Study questions:
**1.** Answer these questions from the text on the Juan Valdez legal disputes.
(a) Who was the first Juan Valdez?
(b) For what amount did Fedecafé sue, and on what date?
(c) Who is the manager of Café Britt?
**2.** Carry on the text about the Juan Valdez legal disputes, picking up after its last sentence.

##### Text passage #####

Apparently the message about Juan Valdez as a drinker of Costa Rican coffee was attributed to José Duval, a New York-based actor, who was the first Juan Valdez.

==Legal disputes==
In 2006, the Federación Nacional de Cafeteros de Colombia received an injunction preventing the Costa Rican company Café Britt from selling t-shirts with the slogan. Fedecafé then filed a $1 million lawsuit on July 7, 2006, after Café Britt refused to sign a contract, stating that it must respect the intellectual property of Fedecafé and refrain from using either the name or image of Juan Valdez. Café Britt filed a $200,000 counter-suit, after producing an affidavit from a Costa Rican man, Juan Valdez, certifying that he does drink Costa Rican coffee. Café Britt also argued that the phrase is so common as to be ineligible for legal protection.

Fedecafé maintains that Café Britt agreed in early 2006 to stop using its trademarks; Pablo Vargas, the manager of Café Britt, denies that such an agreement existed.

##### Information given #####

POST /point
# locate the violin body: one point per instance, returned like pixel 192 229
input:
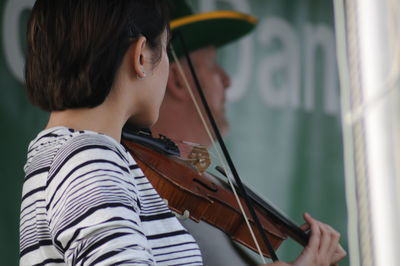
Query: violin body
pixel 206 199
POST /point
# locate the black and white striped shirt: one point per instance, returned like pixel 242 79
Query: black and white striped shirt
pixel 86 202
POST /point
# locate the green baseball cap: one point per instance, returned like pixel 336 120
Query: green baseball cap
pixel 204 29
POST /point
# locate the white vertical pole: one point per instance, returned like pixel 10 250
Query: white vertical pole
pixel 368 33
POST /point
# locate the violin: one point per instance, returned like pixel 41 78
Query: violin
pixel 202 196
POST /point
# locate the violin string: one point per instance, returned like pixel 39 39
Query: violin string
pixel 229 174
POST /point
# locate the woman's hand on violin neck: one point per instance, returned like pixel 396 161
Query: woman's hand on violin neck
pixel 323 248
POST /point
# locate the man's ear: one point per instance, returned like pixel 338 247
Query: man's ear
pixel 176 86
pixel 139 57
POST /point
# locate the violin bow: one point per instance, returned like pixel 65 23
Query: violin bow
pixel 227 156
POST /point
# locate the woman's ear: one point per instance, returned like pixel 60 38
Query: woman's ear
pixel 139 57
pixel 176 86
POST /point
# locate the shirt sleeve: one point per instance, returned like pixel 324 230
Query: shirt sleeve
pixel 93 207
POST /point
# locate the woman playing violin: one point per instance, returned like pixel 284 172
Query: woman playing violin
pixel 93 65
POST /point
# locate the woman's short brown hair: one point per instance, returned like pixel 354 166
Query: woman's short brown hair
pixel 75 47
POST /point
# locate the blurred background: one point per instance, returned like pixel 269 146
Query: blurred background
pixel 283 108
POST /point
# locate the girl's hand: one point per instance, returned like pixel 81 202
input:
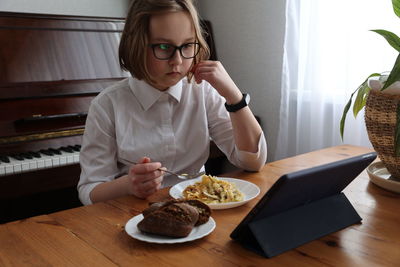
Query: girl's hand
pixel 144 178
pixel 214 73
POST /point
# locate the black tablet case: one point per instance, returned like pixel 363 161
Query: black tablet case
pixel 301 207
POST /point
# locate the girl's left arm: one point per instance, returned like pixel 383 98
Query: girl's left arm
pixel 246 130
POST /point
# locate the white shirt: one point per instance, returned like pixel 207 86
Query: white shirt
pixel 131 119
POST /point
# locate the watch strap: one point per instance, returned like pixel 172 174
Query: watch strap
pixel 238 106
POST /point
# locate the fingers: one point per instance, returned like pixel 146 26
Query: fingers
pixel 145 178
pixel 214 73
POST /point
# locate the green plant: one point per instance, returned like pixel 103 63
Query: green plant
pixel 363 90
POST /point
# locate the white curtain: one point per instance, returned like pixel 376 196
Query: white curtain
pixel 329 50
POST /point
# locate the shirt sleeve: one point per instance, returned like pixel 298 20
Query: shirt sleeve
pixel 221 132
pixel 98 152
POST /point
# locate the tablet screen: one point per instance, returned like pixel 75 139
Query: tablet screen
pixel 302 187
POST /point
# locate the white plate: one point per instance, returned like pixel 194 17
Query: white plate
pixel 197 232
pixel 380 176
pixel 248 189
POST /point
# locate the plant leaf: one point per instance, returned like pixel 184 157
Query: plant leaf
pixel 392 38
pixel 361 98
pixel 396 7
pixel 347 107
pixel 397 133
pixel 394 74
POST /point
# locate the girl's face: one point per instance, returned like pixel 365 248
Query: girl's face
pixel 173 28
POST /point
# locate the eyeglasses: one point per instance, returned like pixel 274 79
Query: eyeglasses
pixel 166 51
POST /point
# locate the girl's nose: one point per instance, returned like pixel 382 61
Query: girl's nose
pixel 176 59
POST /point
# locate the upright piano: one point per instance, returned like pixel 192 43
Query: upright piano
pixel 51 67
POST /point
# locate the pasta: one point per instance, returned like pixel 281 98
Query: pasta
pixel 212 190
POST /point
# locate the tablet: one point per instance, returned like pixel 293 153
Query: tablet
pixel 302 187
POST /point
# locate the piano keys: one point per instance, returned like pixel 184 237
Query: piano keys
pixel 51 68
pixel 37 160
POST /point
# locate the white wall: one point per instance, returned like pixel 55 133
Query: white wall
pixel 249 38
pixel 102 8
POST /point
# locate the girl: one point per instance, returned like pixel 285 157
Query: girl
pixel 159 117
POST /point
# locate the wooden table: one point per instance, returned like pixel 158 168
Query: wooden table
pixel 94 235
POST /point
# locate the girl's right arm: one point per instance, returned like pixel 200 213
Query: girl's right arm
pixel 142 180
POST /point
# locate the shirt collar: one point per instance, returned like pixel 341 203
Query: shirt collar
pixel 148 95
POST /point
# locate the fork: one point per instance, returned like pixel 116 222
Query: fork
pixel 182 176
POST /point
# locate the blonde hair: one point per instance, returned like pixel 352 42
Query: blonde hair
pixel 134 39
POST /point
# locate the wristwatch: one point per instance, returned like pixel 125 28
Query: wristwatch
pixel 238 106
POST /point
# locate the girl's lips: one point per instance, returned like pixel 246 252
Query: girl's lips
pixel 173 73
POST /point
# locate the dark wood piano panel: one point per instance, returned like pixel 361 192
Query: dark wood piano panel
pixel 51 67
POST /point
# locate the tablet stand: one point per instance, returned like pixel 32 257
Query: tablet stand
pixel 273 235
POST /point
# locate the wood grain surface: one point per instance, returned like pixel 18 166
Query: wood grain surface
pixel 94 235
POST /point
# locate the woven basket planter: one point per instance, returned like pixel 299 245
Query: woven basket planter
pixel 380 120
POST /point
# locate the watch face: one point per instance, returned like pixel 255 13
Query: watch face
pixel 233 108
pixel 247 98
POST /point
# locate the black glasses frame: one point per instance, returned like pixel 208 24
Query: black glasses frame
pixel 153 46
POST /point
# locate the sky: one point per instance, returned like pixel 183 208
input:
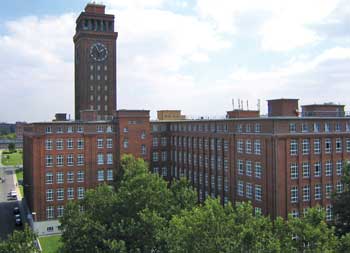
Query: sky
pixel 197 56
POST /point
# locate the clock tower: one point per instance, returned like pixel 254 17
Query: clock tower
pixel 95 63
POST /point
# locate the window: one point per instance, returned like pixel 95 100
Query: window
pixel 318 169
pixel 59 178
pixel 59 160
pixel 109 143
pixel 306 193
pixel 80 176
pixel 81 191
pixel 317 146
pixel 240 167
pixel 240 188
pixel 60 193
pixel 49 215
pixel 48 130
pixel 306 146
pixel 329 212
pixel 248 146
pixel 100 175
pixel 249 190
pixel 318 192
pixel 49 195
pixel 328 168
pixel 338 145
pixel 257 147
pixel 48 144
pixel 109 175
pixel 293 147
pixel 294 194
pixel 59 144
pixel 70 193
pixel 339 167
pixel 99 143
pixel 294 173
pixel 125 143
pixel 306 169
pixel 258 170
pixel 292 127
pixel 258 192
pixel 70 177
pixel 100 159
pixel 328 146
pixel 240 146
pixel 328 190
pixel 109 158
pixel 48 160
pixel 80 143
pixel 80 160
pixel 155 156
pixel 49 178
pixel 304 127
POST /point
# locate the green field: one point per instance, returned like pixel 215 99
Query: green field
pixel 12 159
pixel 50 244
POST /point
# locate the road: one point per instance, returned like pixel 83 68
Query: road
pixel 7 223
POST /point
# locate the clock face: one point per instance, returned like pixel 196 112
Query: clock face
pixel 98 52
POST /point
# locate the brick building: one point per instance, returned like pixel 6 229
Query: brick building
pixel 283 163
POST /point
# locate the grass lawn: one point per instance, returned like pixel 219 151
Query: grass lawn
pixel 12 159
pixel 50 244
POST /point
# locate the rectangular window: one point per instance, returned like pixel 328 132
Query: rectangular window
pixel 49 195
pixel 294 172
pixel 109 158
pixel 100 175
pixel 48 144
pixel 318 192
pixel 59 144
pixel 306 169
pixel 80 160
pixel 240 167
pixel 306 193
pixel 100 159
pixel 318 169
pixel 109 143
pixel 249 190
pixel 70 193
pixel 294 194
pixel 59 178
pixel 258 192
pixel 317 146
pixel 48 161
pixel 80 176
pixel 70 177
pixel 328 168
pixel 60 194
pixel 328 146
pixel 293 147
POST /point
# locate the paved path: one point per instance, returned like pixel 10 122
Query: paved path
pixel 7 223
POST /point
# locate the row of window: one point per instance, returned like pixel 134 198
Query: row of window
pixel 248 147
pixel 328 144
pixel 249 168
pixel 306 171
pixel 317 193
pixel 49 160
pixel 79 129
pixel 247 191
pixel 60 194
pixel 316 127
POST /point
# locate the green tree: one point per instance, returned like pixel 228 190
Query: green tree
pixel 20 241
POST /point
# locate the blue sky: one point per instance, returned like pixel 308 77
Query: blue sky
pixel 193 55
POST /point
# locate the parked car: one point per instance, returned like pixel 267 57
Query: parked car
pixel 16 210
pixel 18 220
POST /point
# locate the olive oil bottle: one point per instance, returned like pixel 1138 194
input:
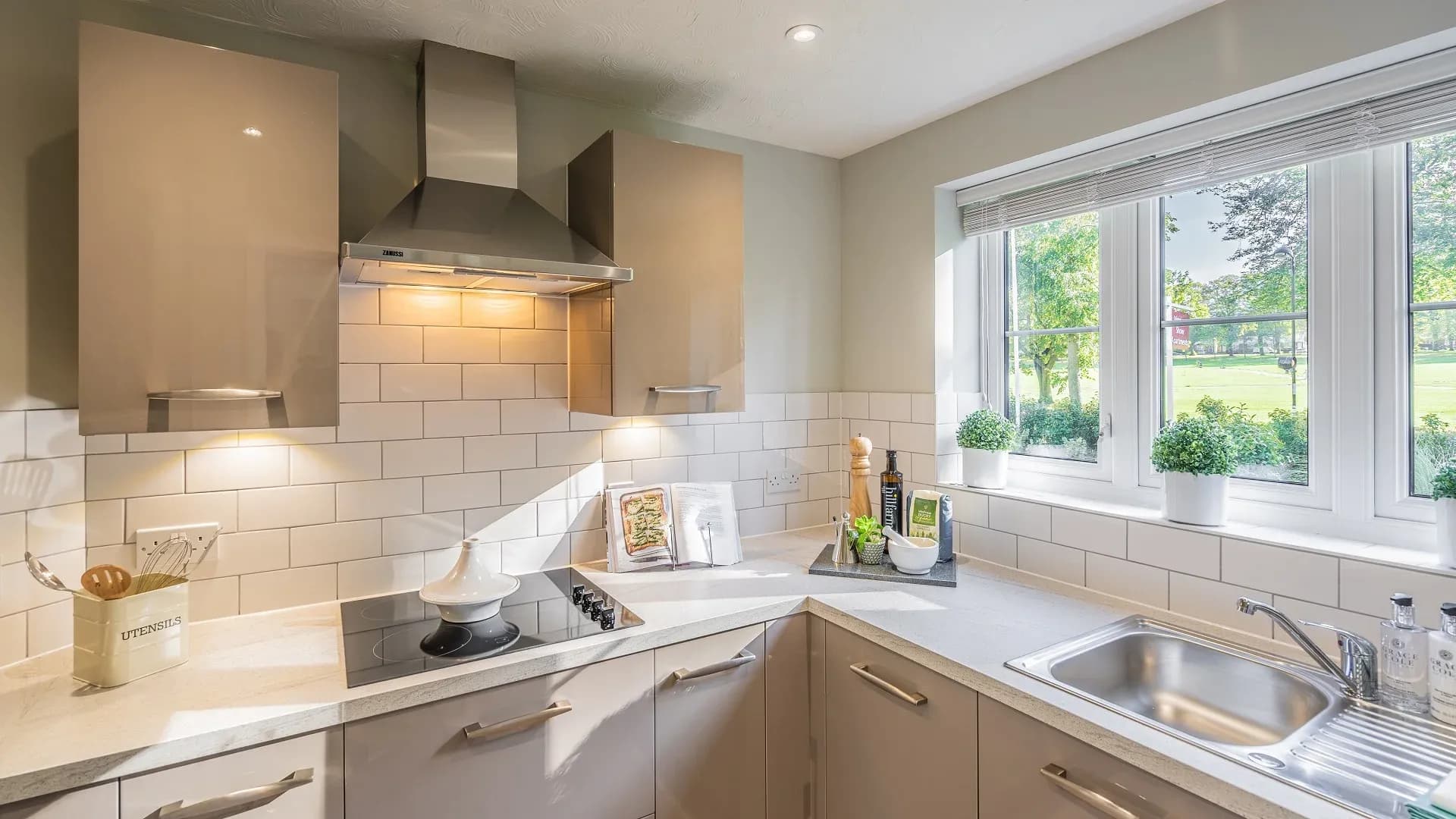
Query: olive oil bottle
pixel 893 496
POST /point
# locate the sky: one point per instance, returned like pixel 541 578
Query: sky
pixel 1196 246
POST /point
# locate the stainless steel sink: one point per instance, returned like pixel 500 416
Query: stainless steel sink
pixel 1283 719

#####

Answers:
**1.**
(a) José Duval, a New York-based actor.
(b) $1 million, filed on July 7, 2006.
(c) Pablo Vargas.

**2.**
The only and final agreement, according to Fedecafé's proposal of January 19, 2006, consisted in the total recall of the t-shirts. This is the agreement Britt accepted and executed on that same date. In exchange, Fedecafé committed to dismiss any further legal process.

The "other" Juan Valdez was discovered as early as 1999.

Café Britt presented a criminal case against Gabriel Silva, Fedecafé's manager, for presumably defamatory statements, as well as taking civil action against him for damages of $1,000,000. Mr. Silva was notified in Colombia through diplomatic channels. All charges have since been dropped. When asked to comment, Silva's lawyer, Kyle Hoskinson, stated, "I'm glad this is all over."